In the data that follows, determine how many lines contain the word "distant", and give only that number.
^^^^^^^^
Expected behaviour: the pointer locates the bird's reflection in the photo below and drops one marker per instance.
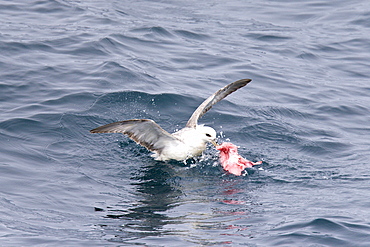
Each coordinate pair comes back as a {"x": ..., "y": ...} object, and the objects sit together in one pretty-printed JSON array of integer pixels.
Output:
[
  {"x": 203, "y": 203},
  {"x": 156, "y": 187}
]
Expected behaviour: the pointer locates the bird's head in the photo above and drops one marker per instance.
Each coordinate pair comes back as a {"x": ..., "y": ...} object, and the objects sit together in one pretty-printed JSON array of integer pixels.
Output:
[{"x": 208, "y": 134}]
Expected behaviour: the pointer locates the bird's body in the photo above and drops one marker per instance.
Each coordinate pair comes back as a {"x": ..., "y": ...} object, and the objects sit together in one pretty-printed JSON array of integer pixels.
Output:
[{"x": 186, "y": 143}]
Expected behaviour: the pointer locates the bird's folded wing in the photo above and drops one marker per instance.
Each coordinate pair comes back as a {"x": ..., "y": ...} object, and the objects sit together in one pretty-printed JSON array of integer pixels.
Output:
[
  {"x": 213, "y": 99},
  {"x": 143, "y": 131}
]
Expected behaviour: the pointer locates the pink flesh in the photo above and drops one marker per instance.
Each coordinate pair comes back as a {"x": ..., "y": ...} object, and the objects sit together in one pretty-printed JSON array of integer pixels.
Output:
[{"x": 231, "y": 161}]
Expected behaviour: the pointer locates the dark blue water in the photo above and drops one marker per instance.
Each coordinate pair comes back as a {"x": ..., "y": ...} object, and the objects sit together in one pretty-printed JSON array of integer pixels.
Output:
[{"x": 69, "y": 66}]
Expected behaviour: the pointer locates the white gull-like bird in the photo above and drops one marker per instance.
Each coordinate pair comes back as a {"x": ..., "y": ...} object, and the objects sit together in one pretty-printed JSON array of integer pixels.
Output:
[{"x": 183, "y": 144}]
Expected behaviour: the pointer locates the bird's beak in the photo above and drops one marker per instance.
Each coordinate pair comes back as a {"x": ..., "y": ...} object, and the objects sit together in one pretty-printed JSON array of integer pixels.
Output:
[{"x": 214, "y": 143}]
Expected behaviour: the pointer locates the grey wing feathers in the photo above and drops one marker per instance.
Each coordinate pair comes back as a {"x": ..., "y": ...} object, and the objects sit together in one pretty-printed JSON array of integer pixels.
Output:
[
  {"x": 213, "y": 99},
  {"x": 143, "y": 131}
]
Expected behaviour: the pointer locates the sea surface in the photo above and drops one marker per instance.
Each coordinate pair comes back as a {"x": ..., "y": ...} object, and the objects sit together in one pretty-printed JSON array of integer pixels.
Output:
[{"x": 70, "y": 66}]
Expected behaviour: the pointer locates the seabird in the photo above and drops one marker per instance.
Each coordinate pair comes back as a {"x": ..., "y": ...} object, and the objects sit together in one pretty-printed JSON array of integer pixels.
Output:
[{"x": 183, "y": 144}]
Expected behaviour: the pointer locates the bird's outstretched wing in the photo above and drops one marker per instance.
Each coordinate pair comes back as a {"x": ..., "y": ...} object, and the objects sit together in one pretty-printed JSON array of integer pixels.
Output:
[
  {"x": 213, "y": 99},
  {"x": 143, "y": 131}
]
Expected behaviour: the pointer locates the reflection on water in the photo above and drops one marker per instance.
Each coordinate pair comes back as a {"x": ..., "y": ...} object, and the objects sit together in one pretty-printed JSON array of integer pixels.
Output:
[{"x": 175, "y": 203}]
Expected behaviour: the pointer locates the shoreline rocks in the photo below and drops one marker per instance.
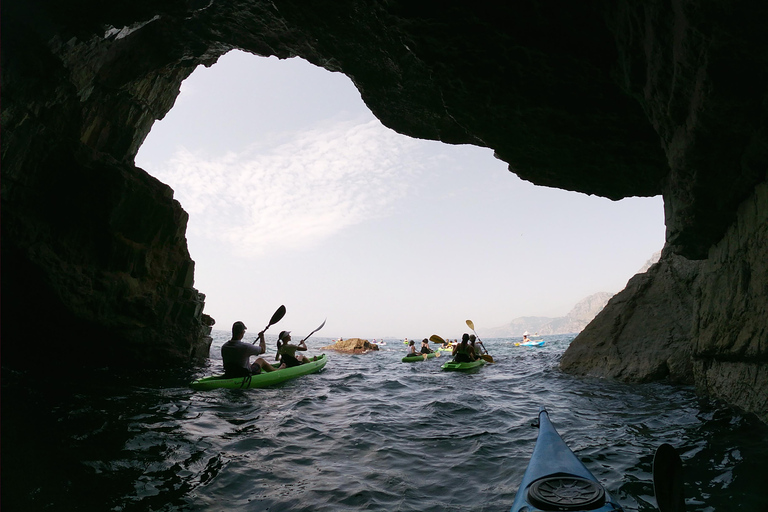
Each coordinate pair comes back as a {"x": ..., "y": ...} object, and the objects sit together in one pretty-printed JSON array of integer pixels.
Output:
[{"x": 353, "y": 346}]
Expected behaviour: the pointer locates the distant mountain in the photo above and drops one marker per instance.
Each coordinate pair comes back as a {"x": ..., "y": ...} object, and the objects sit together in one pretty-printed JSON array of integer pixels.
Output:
[
  {"x": 575, "y": 321},
  {"x": 578, "y": 318}
]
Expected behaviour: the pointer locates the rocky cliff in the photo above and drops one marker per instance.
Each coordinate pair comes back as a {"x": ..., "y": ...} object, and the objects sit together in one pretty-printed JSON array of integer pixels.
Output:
[{"x": 610, "y": 98}]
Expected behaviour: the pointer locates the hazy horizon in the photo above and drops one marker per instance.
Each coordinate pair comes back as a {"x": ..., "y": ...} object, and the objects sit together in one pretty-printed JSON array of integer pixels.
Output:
[{"x": 298, "y": 195}]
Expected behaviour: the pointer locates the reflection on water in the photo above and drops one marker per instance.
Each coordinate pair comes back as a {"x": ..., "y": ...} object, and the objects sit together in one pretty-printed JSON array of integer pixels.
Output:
[{"x": 367, "y": 433}]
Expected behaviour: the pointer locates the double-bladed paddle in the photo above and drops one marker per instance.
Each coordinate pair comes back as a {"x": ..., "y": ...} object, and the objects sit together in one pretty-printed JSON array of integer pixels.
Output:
[
  {"x": 668, "y": 479},
  {"x": 279, "y": 314},
  {"x": 487, "y": 357},
  {"x": 313, "y": 332}
]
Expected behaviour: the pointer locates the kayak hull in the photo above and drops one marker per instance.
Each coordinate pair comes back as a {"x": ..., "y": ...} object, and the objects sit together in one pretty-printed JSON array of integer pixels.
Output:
[
  {"x": 557, "y": 480},
  {"x": 262, "y": 380},
  {"x": 452, "y": 366},
  {"x": 418, "y": 358}
]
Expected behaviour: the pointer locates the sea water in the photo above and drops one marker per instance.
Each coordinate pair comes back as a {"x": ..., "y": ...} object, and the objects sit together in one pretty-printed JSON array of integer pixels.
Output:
[{"x": 366, "y": 433}]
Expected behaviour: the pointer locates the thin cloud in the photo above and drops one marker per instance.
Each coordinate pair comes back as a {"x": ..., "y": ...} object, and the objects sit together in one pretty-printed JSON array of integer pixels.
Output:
[{"x": 297, "y": 192}]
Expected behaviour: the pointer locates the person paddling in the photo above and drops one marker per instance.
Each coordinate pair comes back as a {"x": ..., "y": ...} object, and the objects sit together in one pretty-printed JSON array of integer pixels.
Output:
[
  {"x": 463, "y": 352},
  {"x": 286, "y": 352},
  {"x": 236, "y": 354},
  {"x": 477, "y": 345}
]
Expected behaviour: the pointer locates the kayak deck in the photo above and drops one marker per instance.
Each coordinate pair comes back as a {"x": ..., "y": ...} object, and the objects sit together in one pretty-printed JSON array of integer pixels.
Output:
[
  {"x": 557, "y": 480},
  {"x": 262, "y": 380},
  {"x": 451, "y": 365},
  {"x": 419, "y": 357}
]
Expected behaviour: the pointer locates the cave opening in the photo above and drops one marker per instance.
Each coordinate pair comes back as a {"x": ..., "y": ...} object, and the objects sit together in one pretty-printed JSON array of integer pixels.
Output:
[{"x": 298, "y": 195}]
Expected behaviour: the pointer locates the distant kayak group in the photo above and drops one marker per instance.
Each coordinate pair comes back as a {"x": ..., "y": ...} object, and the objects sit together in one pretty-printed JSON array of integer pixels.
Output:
[
  {"x": 555, "y": 478},
  {"x": 241, "y": 373}
]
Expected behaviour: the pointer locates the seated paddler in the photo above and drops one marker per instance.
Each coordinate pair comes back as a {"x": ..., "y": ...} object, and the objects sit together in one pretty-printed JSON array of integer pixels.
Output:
[{"x": 236, "y": 354}]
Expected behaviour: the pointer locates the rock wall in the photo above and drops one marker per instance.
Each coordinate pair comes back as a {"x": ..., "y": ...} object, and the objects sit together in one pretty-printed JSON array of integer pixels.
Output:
[
  {"x": 644, "y": 332},
  {"x": 611, "y": 98},
  {"x": 697, "y": 322},
  {"x": 730, "y": 331}
]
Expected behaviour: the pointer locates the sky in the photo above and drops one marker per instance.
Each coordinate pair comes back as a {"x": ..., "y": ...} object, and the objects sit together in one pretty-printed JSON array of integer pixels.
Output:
[{"x": 298, "y": 195}]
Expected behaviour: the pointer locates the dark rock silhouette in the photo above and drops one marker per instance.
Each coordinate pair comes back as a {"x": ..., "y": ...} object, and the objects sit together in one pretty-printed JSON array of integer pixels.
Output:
[{"x": 616, "y": 99}]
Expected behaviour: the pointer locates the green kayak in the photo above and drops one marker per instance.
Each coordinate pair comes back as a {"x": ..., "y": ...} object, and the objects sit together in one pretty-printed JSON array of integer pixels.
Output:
[
  {"x": 451, "y": 365},
  {"x": 262, "y": 380},
  {"x": 418, "y": 357}
]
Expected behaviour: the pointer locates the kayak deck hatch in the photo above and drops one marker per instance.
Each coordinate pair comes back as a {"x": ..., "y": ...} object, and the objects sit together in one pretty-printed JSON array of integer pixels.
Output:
[{"x": 556, "y": 480}]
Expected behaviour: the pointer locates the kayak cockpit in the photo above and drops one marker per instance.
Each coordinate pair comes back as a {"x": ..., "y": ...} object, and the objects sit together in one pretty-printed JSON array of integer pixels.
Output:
[{"x": 556, "y": 480}]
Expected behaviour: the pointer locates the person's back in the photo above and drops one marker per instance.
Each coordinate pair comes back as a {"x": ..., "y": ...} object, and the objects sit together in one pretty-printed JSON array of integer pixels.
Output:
[
  {"x": 463, "y": 353},
  {"x": 236, "y": 354}
]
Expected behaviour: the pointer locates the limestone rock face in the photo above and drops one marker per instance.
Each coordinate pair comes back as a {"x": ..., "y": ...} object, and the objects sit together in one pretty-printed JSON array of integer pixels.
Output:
[
  {"x": 353, "y": 346},
  {"x": 643, "y": 333},
  {"x": 701, "y": 322},
  {"x": 616, "y": 99}
]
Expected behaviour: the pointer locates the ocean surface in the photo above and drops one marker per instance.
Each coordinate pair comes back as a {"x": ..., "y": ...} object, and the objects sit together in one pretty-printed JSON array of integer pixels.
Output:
[{"x": 366, "y": 433}]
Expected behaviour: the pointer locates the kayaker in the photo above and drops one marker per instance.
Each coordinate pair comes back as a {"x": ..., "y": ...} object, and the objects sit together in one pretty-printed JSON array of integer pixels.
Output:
^^^^^^^^
Your response: 2